> [Tekstfragment]
== == ==
Zooverre woordelijk het Voorberigt voor dit werk geplaatst in het jaar 1808. - Niet veel heb ik hierbij te voegen dan mijne te vredenheid te betuigen over de gunstige wijze, waarop hetzelve door mijne Landgenooten ontvangen is, waarvan deze herdruk tot een voldingend bewijs verstrekt.
Reeds in het vorig jaar zou dezelve het licht gezien hebben, maar mijne pogingen, ten dien einde, werden door het Fransch Gouvernement verijdeld; daar mijn Drukker door den Sousprefect van zijn Arrondissement berigt ontving, dat de Censor te Parijs, aan welken hetzelve ten onderzoek was toevertrouwd geworden, van gedachte was, dat het drukken daarvan behoorde te worden uitgesteld. Dit gevoelen de goedkeuring van Zijn Excellentie den Minister van Binnenlandsche Zaken hebbende weggedragen, werd dit uitstel (Ajournement) door den Directeur Generaal der Drukkerij en Boekhandel bekend gemaakt, en de herdruk bijgevolge tot de bijzondere toestemming van de Algemeene Directie den Drukker verboden.
| |
| |
Men behoeft niet angstig te onderzoeken, welke de reden van dit uitstel of deze schorsing van den herdruk geweest zijn. De Hollandsche gevoelens, door dit geheel werk, schoon zonder eenige partijdigheid, verspreid, waren daartoe genoegzaam. Frankrijks Staatkunde zocht immers de kleinste kiemen van Vaderlands en Vrijheids liefde, van dankbaarheid voor de grondleggers van dezen staat uit de harten van het vernietigde Nederlandsche volk, en den naam der Helden van het Huis van Nassau uit deszelfs geheugen te delgen.
== == ==
> [Lijst]
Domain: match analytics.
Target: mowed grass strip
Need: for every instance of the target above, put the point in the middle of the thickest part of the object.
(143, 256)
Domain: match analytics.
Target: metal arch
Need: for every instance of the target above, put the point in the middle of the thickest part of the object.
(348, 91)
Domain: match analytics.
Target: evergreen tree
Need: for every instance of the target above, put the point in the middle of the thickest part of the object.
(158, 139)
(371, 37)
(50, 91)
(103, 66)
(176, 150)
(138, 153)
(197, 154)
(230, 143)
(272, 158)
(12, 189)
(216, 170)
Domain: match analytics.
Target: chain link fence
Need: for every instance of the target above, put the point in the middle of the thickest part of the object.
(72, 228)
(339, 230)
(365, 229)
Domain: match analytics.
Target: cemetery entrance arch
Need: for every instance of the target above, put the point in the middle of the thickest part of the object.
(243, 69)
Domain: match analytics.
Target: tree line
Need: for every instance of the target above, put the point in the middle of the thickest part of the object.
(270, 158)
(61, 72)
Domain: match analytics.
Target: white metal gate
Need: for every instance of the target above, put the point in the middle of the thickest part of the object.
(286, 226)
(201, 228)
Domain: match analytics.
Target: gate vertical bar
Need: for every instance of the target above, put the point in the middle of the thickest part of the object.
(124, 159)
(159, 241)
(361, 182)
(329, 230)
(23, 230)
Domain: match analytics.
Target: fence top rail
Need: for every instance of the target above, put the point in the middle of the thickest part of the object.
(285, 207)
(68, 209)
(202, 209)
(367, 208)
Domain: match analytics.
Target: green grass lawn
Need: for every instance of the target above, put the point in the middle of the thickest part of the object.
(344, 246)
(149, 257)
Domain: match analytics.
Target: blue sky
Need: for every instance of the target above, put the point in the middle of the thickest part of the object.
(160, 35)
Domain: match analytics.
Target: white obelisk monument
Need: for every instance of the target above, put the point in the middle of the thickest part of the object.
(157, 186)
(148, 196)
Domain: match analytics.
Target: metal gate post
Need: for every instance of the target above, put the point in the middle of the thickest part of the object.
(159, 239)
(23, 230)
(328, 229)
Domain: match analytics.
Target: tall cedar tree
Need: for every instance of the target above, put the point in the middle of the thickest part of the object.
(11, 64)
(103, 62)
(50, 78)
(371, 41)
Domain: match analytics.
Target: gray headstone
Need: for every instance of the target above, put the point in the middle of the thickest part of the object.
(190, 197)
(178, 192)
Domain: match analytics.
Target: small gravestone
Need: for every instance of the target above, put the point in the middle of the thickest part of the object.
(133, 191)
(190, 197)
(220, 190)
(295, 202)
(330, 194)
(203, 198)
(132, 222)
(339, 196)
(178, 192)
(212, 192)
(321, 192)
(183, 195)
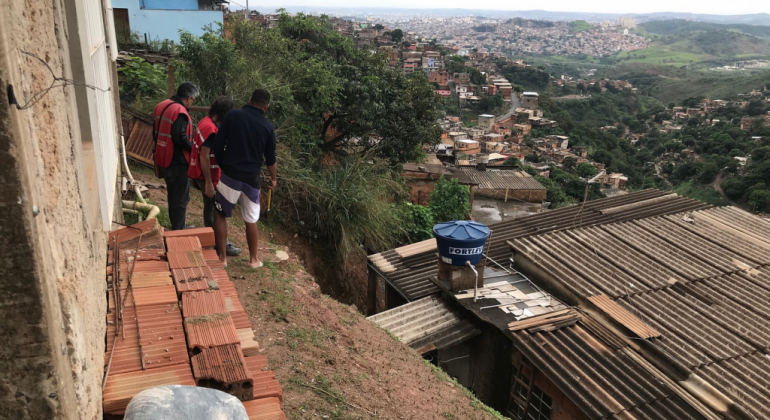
== == ==
> [Opdrachten]
1) Som alle instanties en functionarissen van het Franse bestuur op die in het tekstfragment genoemd worden.
2) In welk jaar werd volgens het tekstfragment het Voorberigt voor dit werk geplaatst?

> [Antwoorden]
1)
- het Fransch Gouvernement
- de Sousprefect van zijn Arrondissement
- de Censor te Parijs
- Zijn Excellentie den Minister van Binnenlandsche Zaken
- den Directeur Generaal der Drukkerij en Boekhandel
- de Algemeene Directie

2) In 1808.